DOCUMENT
Ms Hanley threatened G&S’s solicitors more than 7 years ago that “the matter between your client and me will become a long running saga along a costly course from Dewsbury to Strasbourg.”
These appeals by Mr Nelson and Ms Hanley concern, in the first place, the question whether G&S can enforce, against the property which they sold, some of the many costs orders which they obtained against Mr Nelson, none of which has been satisfied. In the light of the enormous cost to them of these proceedings, the amount which they seek to enforce is modest, about £18,000. That question concerns, primarily, the application of section 2(1)(b)(i) of the Charging Orders Act 1979 (“the 1979 Act”).
The second set of issues concerns the question whether G&S are entitled to a non-party costs order against Ms Hanley, and whether the judge was entitled to make an order that she pay the already assessed costs without giving her an opportunity to re-open the assessments. That question turns, in part, on the construction of section 51(3) of the Supreme Court Act 1981.
II The background
A contract was exchanged between G&S and Mr Nelson for the sale of a Plot 9, High Meadows, Low Road, Thornhill, Dewsbury (“the property”) on October 6, 1997 for £38,500.
Completion was due on about November 13, 1997. Mr Nelson required the transfer to be in the names of Ms Hanley and her daughter Dionne Hanley, and objected to the form of transfer put forward by G&S’s solicitors. It seems that Mr Nelson took exception to certain covenants in the transfer and claimed that they had not been agreed as part of the contract.
On November 13, 1997 G&S’s solicitors said that the transfer submitted by Mr Nelson was not acceptable, and that the new transferees were also not acceptable.

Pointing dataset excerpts
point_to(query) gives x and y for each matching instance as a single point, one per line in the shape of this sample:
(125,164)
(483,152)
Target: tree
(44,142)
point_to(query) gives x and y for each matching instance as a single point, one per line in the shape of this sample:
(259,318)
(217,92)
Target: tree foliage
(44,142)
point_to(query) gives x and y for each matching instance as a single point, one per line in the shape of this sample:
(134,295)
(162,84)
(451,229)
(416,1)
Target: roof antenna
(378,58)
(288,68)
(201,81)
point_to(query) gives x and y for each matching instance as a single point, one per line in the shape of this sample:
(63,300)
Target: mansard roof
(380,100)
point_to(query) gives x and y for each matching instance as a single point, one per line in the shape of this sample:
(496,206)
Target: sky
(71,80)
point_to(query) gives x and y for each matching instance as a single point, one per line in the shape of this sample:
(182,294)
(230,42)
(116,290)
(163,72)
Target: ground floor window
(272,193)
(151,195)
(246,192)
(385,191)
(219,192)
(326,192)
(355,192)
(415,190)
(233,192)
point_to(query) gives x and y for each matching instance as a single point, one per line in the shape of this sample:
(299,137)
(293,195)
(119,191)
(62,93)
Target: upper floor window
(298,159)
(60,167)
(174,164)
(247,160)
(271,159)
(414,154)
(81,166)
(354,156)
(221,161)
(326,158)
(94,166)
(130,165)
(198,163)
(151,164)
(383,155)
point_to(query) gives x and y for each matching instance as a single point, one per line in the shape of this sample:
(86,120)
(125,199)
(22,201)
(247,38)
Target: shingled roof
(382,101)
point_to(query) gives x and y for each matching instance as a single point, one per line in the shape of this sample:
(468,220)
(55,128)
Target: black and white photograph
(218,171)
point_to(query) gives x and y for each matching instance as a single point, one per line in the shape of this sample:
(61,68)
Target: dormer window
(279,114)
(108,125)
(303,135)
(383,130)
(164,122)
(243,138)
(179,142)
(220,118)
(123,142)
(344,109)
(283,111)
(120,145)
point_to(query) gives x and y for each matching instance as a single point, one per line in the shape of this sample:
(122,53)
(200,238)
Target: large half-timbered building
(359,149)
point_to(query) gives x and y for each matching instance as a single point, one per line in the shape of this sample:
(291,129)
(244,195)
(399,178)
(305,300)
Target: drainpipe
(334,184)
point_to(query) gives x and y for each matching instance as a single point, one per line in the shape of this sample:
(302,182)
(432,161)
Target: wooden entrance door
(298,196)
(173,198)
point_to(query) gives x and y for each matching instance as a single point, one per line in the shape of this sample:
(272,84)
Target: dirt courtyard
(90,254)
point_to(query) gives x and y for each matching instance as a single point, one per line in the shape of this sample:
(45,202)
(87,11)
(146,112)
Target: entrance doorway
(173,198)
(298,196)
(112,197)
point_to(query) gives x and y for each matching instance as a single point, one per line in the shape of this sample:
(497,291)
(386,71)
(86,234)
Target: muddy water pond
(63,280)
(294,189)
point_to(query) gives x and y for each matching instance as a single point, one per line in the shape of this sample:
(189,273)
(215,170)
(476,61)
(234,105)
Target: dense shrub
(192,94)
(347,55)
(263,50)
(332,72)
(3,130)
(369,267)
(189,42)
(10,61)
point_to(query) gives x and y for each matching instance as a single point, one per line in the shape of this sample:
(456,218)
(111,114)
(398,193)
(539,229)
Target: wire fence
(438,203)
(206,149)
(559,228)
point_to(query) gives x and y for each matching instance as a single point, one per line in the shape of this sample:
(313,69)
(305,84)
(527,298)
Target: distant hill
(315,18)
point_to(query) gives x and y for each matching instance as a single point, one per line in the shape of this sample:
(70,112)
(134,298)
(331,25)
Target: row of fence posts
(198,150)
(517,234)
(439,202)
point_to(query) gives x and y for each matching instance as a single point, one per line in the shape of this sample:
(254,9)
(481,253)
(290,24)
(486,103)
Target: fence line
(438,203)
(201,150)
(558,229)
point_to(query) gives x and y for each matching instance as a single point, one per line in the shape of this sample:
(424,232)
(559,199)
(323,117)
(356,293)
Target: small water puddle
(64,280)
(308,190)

PROBLEMS TO WORK ON
[A] In the court judgment, for what price was the property contracted to be sold?
[B] Carry the court judgment forward from its last sentence.

RESPONSES TO THE EXERCISE
[A] £38,500.

[B]
On November 17, 1997 Mr Nelson wrote to G&S to say that he had satisfied the purchase price of £38,500 (by paying a banker’s draft for £35,300) and required by December 1, 1997 a duly executed transfer in the form executed by Ms Hanley and her daughter. On the same day G&S’s solicitors wrote to Mr Nelson’s solicitors to say that Mr Nelson had indicated that he had paid the sum of £37,000 direct to G&S’s bank account and:
“if so this money will be held to your clients order pending formal completion. This leaves a shortfall of £1,000 which is to be held by ourselves pursuant to special condition 18 of the contract...”.
On November 19, 1997 G&S’s solicitors served a formal notice to complete. Time for completion was subsequently extended to December 15, 1997. On January 2, 1998 Mr Nelson directed G&S to convey the property to Ms Hanley and her daughter within seven days in the terms of the accompanying transfer. G&S refused.
III The litigation
A The first action
On December 1, 1997 Mr Nelson issued proceedings seeking, inter alia, rectification of the contract and specific performance of the contract as rectified. The statement of claim in those proceedings were struck out by HH Judge Cooke on April 28, 1998 and Mr Nelson was ordered to pay G&S’s costs.
B The second action and judgment of Mr Robert Englehart QC
On October 28, 1998 Mr Nelson issued another set of proceedings against G&S claiming that the contract with G&S did not comply with section 2(1) of the Law of Property (Miscellaneous Provisions) Act 1989, but that G&S were bound by a proprietary estoppel in favour of Mr Nelson which required G&S to transfer the property (free of any of the terms of the transfer) to Mr Nelson or his nominees.
This matter came before Mr Robert Englehart QC (sitting as a High Court Judge) who gave judgment on February 2, 2000. The judge said:
“It must be said at the outset that the legal expense to which this dispute has given rise is out of all proportion to the subject matter of the dispute and indeed the total value of this property. ... One cannot help but feel that with a modicum of good sense the dispute could and should have long since been resolved by agreement.”
The judge said that the problem had arisen because Mr Nelson had resolutely refused to accept the engrossed form of transfer tendered by G&S’s solicitors, because he objected to many of its conditions and wished to have a transfer to Ms Hanley and her daughter. The judge decided that there was no doubt that what both Mr Nelson and G&S intended to be annexed was the form of transfer supplied by G&S’s solicitors. He found that the terms and form of the transfer were those put forward by G&S and ordered specific performance. Mr Nelson was to execute a transfer in the terms as scheduled. Alternatively he could procure that Ms Hanley and her daughter execute the transfer in that form. Mr Nelson was also ordered to pay G&S’s costs, less a deduction of £1,000.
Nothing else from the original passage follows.